[AIM OF THE TASK] Would you copy exactly the lines in the data below from the one that has "Mark the drum head with a point." through the one that has "Mark the person standing", dropping any pictures?

[DATA TO EXAMINE]

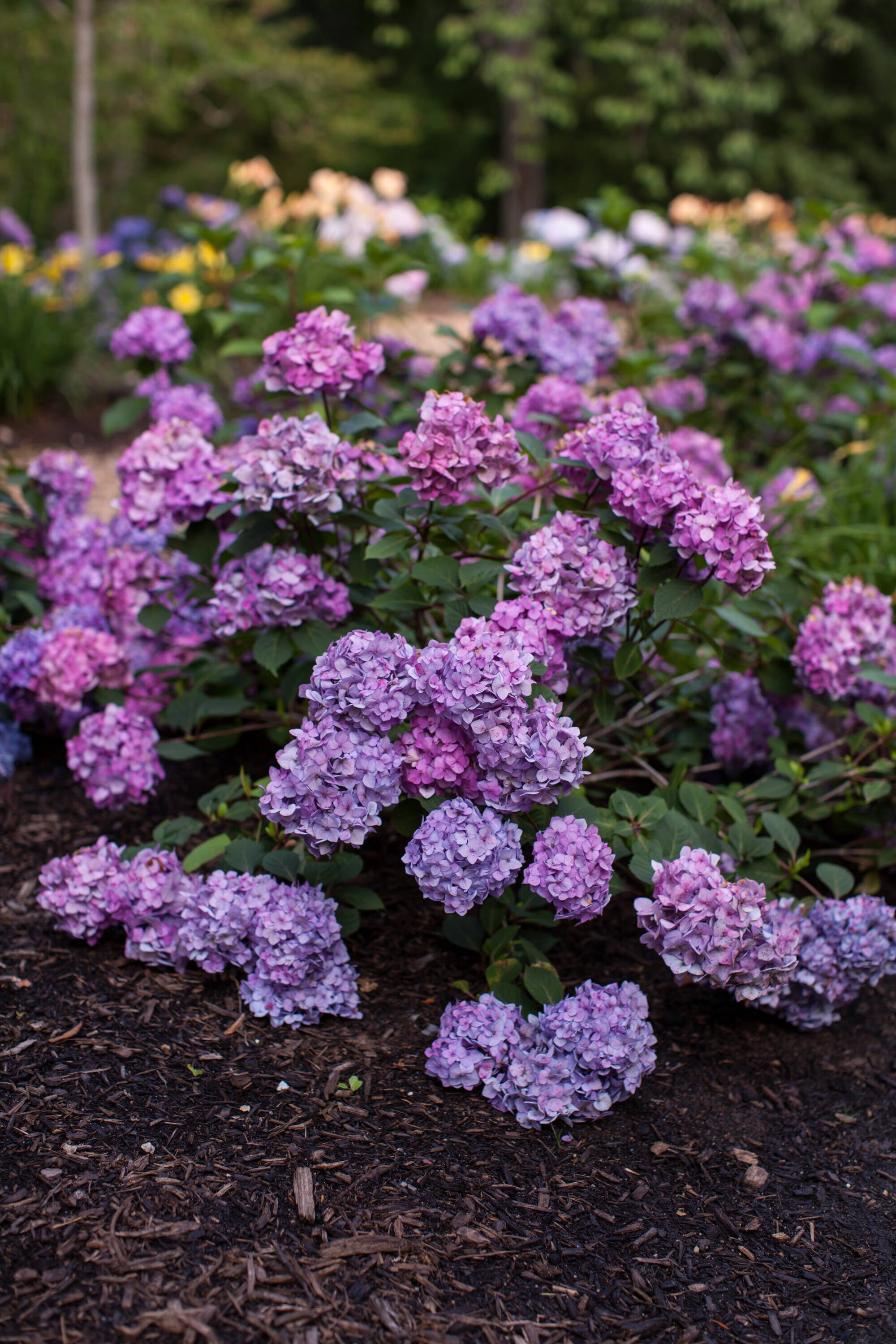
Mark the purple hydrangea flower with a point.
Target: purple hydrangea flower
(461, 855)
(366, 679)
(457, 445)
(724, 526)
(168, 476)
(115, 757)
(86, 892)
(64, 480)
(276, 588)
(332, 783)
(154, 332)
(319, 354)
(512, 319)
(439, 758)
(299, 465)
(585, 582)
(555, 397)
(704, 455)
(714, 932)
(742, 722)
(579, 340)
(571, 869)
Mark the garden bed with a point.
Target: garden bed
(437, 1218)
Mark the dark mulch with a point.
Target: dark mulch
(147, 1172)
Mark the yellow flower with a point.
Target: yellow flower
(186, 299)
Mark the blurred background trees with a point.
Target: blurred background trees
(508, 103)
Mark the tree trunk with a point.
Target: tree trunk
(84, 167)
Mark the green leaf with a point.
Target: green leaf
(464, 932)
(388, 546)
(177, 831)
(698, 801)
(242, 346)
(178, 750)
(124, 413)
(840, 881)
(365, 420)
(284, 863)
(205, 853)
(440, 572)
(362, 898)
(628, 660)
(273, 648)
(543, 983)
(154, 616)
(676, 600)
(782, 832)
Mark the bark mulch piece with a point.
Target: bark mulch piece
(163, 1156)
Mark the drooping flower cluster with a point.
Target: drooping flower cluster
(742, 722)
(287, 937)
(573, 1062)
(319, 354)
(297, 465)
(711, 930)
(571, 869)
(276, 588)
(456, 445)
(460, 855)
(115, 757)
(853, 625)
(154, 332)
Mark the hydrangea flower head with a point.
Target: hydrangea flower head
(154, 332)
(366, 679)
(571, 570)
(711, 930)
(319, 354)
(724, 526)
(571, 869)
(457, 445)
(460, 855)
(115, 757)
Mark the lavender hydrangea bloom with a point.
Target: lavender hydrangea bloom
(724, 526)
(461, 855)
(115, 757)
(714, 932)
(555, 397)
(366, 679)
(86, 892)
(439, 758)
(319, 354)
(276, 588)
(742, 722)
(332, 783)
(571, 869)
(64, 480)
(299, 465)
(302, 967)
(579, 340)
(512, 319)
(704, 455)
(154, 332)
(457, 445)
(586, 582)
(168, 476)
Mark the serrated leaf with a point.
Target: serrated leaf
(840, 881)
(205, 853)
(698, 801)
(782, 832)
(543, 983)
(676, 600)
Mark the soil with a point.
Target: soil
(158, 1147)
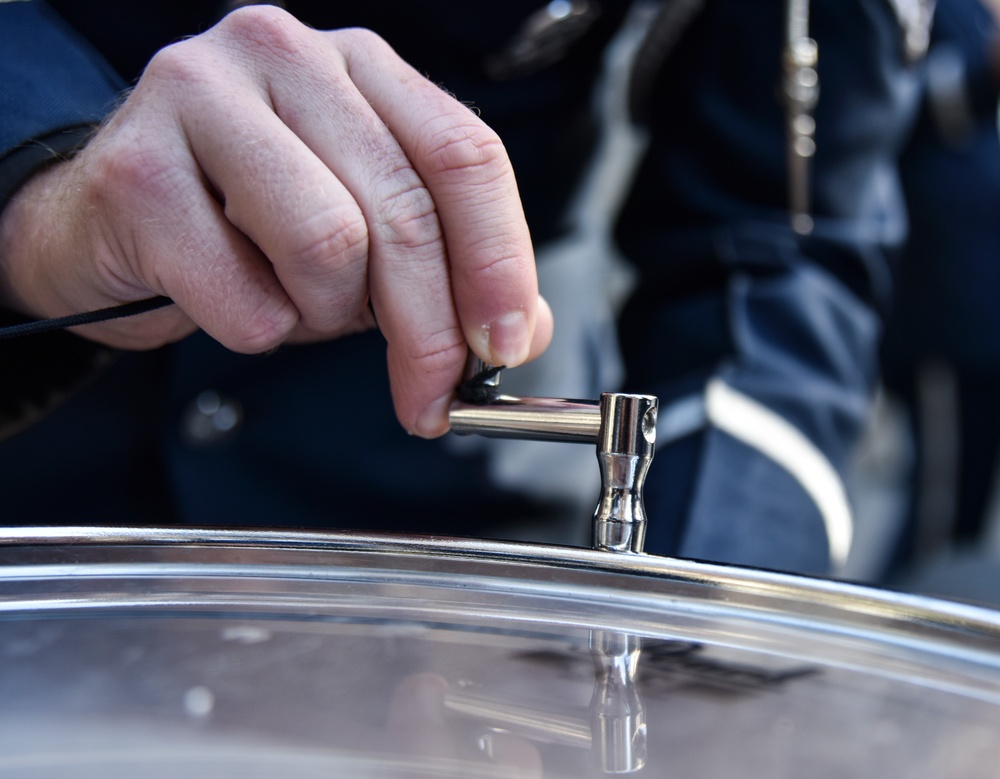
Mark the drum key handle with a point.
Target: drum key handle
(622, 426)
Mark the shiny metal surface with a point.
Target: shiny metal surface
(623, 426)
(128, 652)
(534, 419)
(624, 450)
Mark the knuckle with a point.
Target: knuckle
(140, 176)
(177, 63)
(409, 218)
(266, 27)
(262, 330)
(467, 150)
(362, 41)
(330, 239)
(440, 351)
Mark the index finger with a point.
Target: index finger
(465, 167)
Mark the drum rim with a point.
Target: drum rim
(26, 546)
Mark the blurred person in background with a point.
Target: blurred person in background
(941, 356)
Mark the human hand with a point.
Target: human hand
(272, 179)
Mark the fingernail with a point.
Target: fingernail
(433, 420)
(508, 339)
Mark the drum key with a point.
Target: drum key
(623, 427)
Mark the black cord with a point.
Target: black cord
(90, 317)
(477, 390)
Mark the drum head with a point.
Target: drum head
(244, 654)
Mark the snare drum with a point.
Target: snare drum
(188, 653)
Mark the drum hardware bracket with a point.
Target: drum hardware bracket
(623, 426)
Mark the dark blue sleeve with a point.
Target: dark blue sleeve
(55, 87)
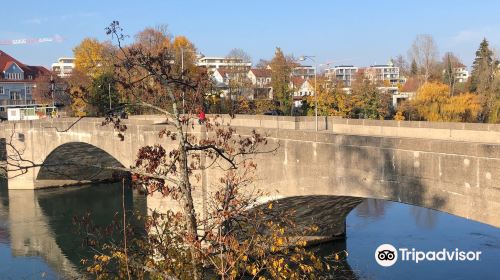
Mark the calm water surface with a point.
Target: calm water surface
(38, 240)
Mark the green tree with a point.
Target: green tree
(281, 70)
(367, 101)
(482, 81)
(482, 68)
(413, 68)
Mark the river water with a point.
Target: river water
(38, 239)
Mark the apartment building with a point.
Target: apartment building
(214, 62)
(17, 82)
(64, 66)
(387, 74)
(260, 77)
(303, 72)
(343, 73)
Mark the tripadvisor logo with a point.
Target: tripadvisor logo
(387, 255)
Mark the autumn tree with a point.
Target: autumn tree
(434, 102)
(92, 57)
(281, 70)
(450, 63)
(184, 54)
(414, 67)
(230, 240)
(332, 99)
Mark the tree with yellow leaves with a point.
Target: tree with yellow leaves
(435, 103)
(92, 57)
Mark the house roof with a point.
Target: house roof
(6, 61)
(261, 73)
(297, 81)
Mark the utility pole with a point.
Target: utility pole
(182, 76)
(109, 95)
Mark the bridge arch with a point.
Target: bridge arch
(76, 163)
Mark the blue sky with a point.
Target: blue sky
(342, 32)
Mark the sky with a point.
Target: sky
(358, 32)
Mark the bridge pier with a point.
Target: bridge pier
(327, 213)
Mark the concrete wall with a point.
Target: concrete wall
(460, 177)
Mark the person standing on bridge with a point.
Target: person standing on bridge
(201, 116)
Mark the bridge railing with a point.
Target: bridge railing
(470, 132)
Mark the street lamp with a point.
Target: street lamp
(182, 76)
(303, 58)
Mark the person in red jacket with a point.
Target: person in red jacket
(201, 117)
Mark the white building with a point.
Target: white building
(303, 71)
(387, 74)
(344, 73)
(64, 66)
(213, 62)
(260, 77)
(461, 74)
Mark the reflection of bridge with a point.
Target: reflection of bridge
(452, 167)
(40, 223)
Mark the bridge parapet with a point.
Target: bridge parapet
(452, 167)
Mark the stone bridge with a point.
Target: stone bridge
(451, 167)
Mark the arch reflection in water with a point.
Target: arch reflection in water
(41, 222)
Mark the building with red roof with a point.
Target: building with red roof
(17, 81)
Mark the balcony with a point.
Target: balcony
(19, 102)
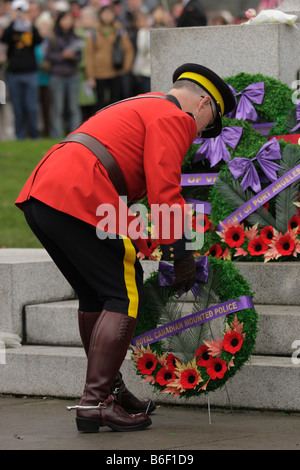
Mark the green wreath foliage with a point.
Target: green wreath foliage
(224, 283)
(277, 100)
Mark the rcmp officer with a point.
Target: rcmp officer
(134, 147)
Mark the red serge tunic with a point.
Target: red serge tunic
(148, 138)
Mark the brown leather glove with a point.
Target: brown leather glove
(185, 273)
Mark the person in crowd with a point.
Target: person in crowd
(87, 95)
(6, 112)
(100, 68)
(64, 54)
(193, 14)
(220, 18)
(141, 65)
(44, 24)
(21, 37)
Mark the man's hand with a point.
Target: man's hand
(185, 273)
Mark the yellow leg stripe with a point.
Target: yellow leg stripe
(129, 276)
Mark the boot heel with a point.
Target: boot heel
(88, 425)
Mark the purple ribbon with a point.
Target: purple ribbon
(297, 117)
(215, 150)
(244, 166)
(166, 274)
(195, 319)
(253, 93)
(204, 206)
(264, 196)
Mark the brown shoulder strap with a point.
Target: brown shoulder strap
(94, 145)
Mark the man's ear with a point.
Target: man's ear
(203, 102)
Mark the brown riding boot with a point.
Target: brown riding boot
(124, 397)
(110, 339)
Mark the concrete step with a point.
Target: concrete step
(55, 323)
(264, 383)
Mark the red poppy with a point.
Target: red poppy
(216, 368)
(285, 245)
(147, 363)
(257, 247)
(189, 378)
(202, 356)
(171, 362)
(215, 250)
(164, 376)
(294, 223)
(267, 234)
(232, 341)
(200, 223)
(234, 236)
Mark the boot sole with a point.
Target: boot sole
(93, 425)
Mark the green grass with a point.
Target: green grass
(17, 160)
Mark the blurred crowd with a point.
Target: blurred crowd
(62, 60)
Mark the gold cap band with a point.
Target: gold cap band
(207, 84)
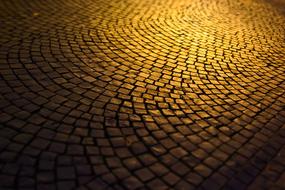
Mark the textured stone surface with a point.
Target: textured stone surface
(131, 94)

[EXPECTED OUTPUT]
Mark the drum head with a point.
Target: drum head
(244, 654)
Mark the snare drum with a point.
Target: snare drum
(188, 653)
Mark the drum hardware bracket with a point.
Target: drum hardware bracket
(623, 426)
Mark the dark blue sleeve with a point.
Target: dark blue sleeve
(55, 87)
Mark the calm water surface with a point.
Target: calm water surface
(38, 240)
Mark the green tree with a point.
Target: green tree
(281, 70)
(367, 101)
(482, 81)
(482, 68)
(413, 68)
Mark the river water with a point.
Target: river water
(38, 239)
Mark the apartment building with a point.
Target: apartment building
(214, 62)
(17, 82)
(64, 66)
(387, 74)
(260, 77)
(303, 72)
(343, 73)
Mark the tripadvisor logo with a point.
Target: tripadvisor logo
(387, 255)
Mark the autumn tree with a point.
Target: autumn tree
(434, 102)
(92, 57)
(281, 70)
(450, 63)
(184, 54)
(414, 67)
(230, 240)
(332, 99)
Mark the tree with yellow leaves with a point.
Target: tree with yellow leaves
(435, 103)
(92, 57)
Mark the house roof with a point.
Target: house roof
(6, 61)
(261, 73)
(297, 81)
Mark the utility pole with a point.
Target: utility pole
(182, 76)
(109, 95)
Mark the bridge arch with a point.
Target: bridge arch
(76, 163)
Mark the blue sky with a point.
Target: blue sky
(342, 32)
Mark the sky with a point.
Target: sky
(358, 32)
Mark the bridge pier with a point.
Target: bridge pier
(327, 213)
Mark the concrete wall with a point.
Target: concrete wall
(460, 177)
Mark the person standing on bridge with a point.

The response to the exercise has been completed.